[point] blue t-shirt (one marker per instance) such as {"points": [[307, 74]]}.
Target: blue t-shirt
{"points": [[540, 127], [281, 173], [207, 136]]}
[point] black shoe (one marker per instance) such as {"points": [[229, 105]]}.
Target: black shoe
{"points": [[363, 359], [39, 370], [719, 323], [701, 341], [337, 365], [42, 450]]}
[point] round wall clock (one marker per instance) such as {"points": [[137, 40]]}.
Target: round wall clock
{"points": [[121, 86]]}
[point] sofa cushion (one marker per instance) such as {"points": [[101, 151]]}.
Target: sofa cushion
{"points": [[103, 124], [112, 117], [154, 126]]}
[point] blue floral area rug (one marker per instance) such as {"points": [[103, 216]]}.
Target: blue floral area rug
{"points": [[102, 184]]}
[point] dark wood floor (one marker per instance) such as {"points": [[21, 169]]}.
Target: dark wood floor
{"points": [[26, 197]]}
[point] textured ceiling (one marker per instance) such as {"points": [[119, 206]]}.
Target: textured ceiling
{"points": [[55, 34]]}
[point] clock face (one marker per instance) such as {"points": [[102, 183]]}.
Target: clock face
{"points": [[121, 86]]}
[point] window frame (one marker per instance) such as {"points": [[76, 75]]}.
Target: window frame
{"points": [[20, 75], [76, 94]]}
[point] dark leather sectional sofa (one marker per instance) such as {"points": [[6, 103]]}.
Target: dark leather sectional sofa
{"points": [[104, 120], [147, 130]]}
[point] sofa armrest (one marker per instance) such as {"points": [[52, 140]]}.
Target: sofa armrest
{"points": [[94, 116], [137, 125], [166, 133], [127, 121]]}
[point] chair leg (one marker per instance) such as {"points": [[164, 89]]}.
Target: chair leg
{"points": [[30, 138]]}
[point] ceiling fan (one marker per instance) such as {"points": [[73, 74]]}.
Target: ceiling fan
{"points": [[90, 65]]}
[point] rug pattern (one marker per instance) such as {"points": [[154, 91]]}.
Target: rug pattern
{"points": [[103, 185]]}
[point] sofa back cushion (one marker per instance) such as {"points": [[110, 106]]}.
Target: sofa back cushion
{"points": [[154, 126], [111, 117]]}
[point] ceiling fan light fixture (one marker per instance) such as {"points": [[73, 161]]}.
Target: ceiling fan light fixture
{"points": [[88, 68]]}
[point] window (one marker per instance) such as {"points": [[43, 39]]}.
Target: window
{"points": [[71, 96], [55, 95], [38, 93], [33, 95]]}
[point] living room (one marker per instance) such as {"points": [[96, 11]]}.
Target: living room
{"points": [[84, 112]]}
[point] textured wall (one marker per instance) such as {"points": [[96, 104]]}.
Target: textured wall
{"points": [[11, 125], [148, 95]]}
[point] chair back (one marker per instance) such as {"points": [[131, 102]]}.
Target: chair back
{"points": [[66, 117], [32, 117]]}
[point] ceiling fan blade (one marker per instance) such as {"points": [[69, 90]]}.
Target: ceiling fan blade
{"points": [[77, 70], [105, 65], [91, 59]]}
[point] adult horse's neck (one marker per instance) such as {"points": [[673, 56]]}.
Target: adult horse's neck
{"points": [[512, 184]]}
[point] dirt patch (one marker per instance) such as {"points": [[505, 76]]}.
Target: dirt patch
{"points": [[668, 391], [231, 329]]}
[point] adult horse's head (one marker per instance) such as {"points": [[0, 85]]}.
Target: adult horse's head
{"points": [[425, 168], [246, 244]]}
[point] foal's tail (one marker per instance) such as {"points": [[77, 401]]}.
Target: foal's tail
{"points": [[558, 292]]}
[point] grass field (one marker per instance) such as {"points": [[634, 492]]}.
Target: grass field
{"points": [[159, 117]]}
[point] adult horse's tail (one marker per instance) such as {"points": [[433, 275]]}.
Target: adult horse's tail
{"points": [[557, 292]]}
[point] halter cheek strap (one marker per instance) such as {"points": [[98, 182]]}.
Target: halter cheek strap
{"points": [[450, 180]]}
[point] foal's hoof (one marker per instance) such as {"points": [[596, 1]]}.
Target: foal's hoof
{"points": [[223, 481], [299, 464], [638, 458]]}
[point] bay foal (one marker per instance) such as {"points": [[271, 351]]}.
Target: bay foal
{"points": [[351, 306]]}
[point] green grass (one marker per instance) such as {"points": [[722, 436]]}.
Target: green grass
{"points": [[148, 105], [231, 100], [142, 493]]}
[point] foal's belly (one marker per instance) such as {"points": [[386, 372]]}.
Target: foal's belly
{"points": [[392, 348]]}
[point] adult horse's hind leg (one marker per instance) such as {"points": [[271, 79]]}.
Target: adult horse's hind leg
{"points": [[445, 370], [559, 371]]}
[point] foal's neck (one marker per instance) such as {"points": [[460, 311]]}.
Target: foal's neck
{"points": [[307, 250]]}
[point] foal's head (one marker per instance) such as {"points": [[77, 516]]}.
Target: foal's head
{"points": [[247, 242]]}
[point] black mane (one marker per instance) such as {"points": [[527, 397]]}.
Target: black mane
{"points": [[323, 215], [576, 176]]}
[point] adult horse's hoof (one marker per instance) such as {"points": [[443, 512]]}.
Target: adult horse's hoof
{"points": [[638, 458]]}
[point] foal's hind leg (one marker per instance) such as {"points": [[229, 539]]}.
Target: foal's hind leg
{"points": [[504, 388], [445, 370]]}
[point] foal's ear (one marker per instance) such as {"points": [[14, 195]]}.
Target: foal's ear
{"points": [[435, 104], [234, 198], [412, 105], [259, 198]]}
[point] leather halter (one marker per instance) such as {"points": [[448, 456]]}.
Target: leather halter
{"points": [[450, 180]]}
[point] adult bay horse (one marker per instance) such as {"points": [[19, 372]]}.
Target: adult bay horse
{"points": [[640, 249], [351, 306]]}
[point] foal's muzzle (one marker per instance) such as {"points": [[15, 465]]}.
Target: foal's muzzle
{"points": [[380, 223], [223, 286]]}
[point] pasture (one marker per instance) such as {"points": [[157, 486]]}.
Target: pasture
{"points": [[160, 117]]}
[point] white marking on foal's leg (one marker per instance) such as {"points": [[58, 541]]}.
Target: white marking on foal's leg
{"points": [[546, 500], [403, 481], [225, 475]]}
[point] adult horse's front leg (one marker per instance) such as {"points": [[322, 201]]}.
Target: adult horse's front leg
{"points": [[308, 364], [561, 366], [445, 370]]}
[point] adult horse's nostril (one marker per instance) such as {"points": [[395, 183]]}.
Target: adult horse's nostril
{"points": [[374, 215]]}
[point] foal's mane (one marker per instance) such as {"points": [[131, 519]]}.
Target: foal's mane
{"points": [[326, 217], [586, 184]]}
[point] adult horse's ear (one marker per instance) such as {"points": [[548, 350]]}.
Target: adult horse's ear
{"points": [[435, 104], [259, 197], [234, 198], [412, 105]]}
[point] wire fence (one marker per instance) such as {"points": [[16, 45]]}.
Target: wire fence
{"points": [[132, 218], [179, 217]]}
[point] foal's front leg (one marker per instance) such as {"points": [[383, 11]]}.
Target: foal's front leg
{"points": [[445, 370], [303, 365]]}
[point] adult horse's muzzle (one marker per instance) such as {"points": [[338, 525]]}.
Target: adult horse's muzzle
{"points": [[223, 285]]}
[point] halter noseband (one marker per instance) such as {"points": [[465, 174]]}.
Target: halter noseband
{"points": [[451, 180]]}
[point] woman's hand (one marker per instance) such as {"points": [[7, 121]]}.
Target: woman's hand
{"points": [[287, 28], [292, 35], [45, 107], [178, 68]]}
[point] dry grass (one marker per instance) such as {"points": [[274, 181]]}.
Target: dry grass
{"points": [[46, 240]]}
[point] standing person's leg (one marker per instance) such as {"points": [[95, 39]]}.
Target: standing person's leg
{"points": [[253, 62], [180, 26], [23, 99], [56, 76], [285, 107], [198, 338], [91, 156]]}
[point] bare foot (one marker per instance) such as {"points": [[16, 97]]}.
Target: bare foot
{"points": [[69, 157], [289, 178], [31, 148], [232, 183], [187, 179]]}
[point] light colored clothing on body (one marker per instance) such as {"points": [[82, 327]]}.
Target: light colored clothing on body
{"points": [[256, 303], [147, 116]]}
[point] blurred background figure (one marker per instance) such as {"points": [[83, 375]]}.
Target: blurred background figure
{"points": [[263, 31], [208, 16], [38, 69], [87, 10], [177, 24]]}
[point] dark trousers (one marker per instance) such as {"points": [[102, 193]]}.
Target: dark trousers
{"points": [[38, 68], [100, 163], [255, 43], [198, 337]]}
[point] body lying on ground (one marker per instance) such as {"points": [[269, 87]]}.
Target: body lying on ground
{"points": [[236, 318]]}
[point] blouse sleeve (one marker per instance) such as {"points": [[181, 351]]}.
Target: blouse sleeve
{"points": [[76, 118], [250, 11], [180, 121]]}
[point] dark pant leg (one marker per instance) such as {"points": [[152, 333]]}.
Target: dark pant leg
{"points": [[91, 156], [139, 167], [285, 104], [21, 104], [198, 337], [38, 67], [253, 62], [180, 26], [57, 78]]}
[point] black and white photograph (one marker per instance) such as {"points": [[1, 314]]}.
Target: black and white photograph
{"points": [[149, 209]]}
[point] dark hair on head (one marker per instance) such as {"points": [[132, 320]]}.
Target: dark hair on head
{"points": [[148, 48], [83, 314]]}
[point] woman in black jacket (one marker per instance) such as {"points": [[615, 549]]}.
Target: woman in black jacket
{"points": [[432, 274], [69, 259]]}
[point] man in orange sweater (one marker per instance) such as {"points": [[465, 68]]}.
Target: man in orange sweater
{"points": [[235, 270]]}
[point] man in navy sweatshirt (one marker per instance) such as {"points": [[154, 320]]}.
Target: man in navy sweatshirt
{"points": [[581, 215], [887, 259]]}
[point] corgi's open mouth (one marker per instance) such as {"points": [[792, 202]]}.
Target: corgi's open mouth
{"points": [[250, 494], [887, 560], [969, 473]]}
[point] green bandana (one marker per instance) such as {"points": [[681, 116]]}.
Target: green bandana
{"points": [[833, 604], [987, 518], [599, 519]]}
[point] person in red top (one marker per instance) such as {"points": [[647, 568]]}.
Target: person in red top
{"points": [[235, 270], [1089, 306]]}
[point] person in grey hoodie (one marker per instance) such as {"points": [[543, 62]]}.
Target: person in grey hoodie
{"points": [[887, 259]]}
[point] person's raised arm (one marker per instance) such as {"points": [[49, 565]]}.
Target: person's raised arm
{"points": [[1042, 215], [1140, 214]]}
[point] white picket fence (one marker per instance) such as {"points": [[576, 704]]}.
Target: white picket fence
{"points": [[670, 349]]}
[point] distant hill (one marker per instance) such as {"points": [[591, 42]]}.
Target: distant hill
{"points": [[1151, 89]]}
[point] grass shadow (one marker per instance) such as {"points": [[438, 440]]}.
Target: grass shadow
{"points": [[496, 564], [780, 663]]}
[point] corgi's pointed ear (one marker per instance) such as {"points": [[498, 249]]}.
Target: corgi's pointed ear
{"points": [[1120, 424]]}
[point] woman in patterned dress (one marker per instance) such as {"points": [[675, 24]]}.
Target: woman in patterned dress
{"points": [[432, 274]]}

> _YOUR ASSIGNMENT_:
Your reply is to repeat, unchanged, the lines above running from the one with "Target: adult horse's hoof" up to and including the one with "[point] adult horse's front".

> _RESPONSE_:
Target: adult horse's hoof
{"points": [[638, 458]]}
[point] foal's hind leg (one marker per instance) such as {"points": [[229, 539]]}.
Target: foal's hind leg
{"points": [[504, 388], [445, 370]]}
[point] foal's ear (one marker per instance) such as {"points": [[14, 195]]}.
Target: foal's ear
{"points": [[435, 104], [234, 198], [412, 105], [259, 198]]}
[point] leather halter (one marker per instance) such as {"points": [[448, 456]]}.
Target: leather halter
{"points": [[450, 180]]}
[point] adult bay horse (one marker per instance) such as {"points": [[19, 372]]}.
Target: adult bay horse
{"points": [[640, 249], [351, 306]]}
[point] foal's muzzle (one marker per instance) such as {"points": [[15, 465]]}.
Target: foal's muzzle
{"points": [[380, 223], [223, 286]]}
[point] pasture (one marker per instance) such as {"points": [[157, 486]]}.
Target: pasture
{"points": [[160, 117]]}
[point] white marking on foal's leg (one marker per instance) such as {"points": [[58, 541]]}.
Target: white marking on foal's leg
{"points": [[546, 500], [403, 481], [225, 475]]}
[point] adult horse's front leg (one marker per instance) such as {"points": [[322, 201]]}.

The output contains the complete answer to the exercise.